Given task 1
Write out verbatim the lines of the records below, from the line containing "Objective — locate the man's" through the final line of the records, with both ends included.

Reading text

— begin —

I remember being served in high school pizza, french fries, corn, and fruit cocktail (canned fruit in heavy syrup). Oh yes, with either milk or fruit punch.
Pizza AND french fries? Potatoes AND corn?
I swear that even though I’m not a dummy and I try not to wreck my health, when I’m trying to figure out what to eat for dinner sometimes I will consider “pizza and french fries” as an option.
The things we eat as kids DO follow us into adulthood. My parents did not serve fresh vegetables, so I grew up not eating them either (now I love them, but frequently they don’t make it to my dinner table.) My father, bless him, used to serve hotdogs (wrapped in sandwich bread) and fried rice, with chicken noodle soup as the “vegetable”. And blue soda! I recognize that this meal is not healthy, but there’s still this idea lurking in the back of my head that it isn’t THAT bad, since I ate like this as a kid and hey, I survived!
I wonder if kids “back in the day” ate better diets at home than they did now. There was less prepackaged stuff, people did not eat out as frequently, sodas were a luxury, and there was a gate-keeper (stay at home mother, grandmother, baby-sitter, etc.) frequently guarding the refrigerator. So if they ate crap at school, well, it wasn’t THAT big of a deal. But dinners now are microwavable affairs. Or calorie-laden take-out. Breakfast, too, has devolved into chocolate-covered Pop Tarts and Gogurts, rather than scrabbled eggs and oatmeal. There is less “evening out” of the diet. You eat crap all day long. That ain’t good.
Not much had changed into the 80s, when it was still mostly sports. Those of us who weren’t all that coordinated (like me) learned to hate sports, but we weren’t taught much about overall fitness, and that fitness was still important. So we skipped out after roll call and smoked cigarettes in the parking lot while the jocks did their thing.

— end —

Given task 2
Reproduce word for word the passage of the reading on childhood eating above, from "I swear that" to "as an option.".

Recorded information

— begin —

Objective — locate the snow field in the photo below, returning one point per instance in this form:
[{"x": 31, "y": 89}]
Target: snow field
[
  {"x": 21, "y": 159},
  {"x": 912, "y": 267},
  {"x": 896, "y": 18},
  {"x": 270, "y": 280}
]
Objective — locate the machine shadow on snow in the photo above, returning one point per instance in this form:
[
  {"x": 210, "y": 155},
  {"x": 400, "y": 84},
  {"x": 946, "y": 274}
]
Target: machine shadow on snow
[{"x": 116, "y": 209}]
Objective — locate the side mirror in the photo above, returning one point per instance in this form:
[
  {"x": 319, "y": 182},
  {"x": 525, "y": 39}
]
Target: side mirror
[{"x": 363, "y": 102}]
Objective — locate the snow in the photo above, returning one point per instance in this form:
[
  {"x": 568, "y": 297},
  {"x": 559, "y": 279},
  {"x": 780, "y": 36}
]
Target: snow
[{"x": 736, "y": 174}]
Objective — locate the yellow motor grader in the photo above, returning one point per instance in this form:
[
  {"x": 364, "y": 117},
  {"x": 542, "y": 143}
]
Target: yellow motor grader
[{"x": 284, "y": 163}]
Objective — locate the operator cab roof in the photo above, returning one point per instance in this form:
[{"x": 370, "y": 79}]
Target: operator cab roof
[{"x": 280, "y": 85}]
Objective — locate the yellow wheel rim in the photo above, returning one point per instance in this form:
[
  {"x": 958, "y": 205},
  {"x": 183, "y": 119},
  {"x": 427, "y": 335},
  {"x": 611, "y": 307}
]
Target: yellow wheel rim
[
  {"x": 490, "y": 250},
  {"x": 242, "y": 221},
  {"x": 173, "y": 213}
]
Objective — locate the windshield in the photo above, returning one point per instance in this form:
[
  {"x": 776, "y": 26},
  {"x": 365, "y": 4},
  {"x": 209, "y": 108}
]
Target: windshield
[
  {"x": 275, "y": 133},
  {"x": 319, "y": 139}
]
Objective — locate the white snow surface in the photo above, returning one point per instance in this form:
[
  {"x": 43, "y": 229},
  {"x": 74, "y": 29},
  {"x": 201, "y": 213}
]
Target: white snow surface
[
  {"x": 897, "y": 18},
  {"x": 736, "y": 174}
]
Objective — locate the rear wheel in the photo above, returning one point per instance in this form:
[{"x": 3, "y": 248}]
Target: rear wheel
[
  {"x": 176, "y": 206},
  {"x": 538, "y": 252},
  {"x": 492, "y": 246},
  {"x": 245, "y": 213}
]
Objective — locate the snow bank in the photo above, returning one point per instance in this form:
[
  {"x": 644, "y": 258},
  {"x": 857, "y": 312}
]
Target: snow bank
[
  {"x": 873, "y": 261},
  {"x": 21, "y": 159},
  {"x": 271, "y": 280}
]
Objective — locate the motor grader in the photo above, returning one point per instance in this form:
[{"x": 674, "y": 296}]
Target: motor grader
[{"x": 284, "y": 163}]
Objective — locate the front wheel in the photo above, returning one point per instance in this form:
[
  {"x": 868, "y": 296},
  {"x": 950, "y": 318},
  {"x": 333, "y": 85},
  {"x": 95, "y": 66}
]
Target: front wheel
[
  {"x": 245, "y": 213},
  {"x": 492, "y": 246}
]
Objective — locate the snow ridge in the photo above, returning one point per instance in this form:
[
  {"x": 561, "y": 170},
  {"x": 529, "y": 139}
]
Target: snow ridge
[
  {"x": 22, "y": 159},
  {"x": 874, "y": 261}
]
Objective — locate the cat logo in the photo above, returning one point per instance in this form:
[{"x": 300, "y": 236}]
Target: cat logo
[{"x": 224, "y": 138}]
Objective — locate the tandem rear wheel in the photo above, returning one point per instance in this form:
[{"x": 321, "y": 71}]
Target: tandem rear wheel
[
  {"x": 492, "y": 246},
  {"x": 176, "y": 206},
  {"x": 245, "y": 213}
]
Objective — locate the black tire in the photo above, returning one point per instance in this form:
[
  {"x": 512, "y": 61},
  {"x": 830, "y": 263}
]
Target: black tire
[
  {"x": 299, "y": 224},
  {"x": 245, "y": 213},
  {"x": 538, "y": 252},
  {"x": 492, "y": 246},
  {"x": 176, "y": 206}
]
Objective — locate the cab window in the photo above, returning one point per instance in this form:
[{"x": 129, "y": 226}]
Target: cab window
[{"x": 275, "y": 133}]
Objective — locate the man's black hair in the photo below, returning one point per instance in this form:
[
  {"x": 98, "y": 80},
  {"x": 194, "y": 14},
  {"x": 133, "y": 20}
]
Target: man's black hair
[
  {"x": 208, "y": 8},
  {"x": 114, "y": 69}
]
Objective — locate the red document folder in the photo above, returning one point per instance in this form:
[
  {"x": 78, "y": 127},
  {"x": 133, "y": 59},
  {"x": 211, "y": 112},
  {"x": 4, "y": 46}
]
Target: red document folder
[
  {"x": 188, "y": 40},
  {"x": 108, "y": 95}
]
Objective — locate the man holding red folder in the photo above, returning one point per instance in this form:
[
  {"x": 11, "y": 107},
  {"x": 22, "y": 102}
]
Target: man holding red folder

— end —

Expected answer 1
Objective — locate the man's black hair in the photo below, returning one point per instance in this form:
[
  {"x": 98, "y": 80},
  {"x": 194, "y": 14},
  {"x": 133, "y": 20}
]
Target: man's black hair
[
  {"x": 208, "y": 8},
  {"x": 114, "y": 69}
]
Objective — locate the red document folder in the photo above, returning one point per instance in this form:
[
  {"x": 78, "y": 127},
  {"x": 133, "y": 59},
  {"x": 211, "y": 112},
  {"x": 4, "y": 46}
]
Target: red document folder
[
  {"x": 188, "y": 40},
  {"x": 108, "y": 95}
]
Objective — locate the man holding red folder in the photo above, returning one point per instance in this form:
[
  {"x": 11, "y": 107},
  {"x": 22, "y": 102}
]
Target: man holding red folder

Expected answer 2
I swear that even though I’m not a dummy and I try not to wreck my health, when I’m trying to figure out what to eat for dinner sometimes I will consider “pizza and french fries” as an option.